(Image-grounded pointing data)
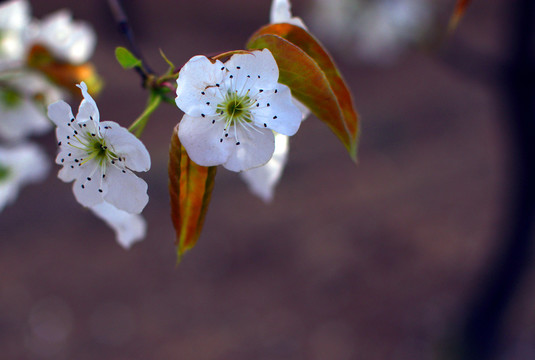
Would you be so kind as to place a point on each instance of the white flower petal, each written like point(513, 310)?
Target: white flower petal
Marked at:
point(281, 13)
point(278, 112)
point(262, 180)
point(128, 228)
point(23, 164)
point(87, 184)
point(202, 140)
point(60, 113)
point(255, 149)
point(88, 110)
point(198, 86)
point(257, 70)
point(125, 190)
point(126, 145)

Work instructions:
Give the entries above again word for word, without the pictures.

Result of the exercise:
Would you be so kind as to place a point on each instance of the white flower petal, each written like point(513, 310)?
Target: white flower petal
Marked at:
point(281, 13)
point(278, 112)
point(262, 180)
point(128, 228)
point(23, 164)
point(87, 184)
point(202, 140)
point(60, 113)
point(255, 149)
point(88, 110)
point(198, 86)
point(257, 70)
point(125, 190)
point(126, 145)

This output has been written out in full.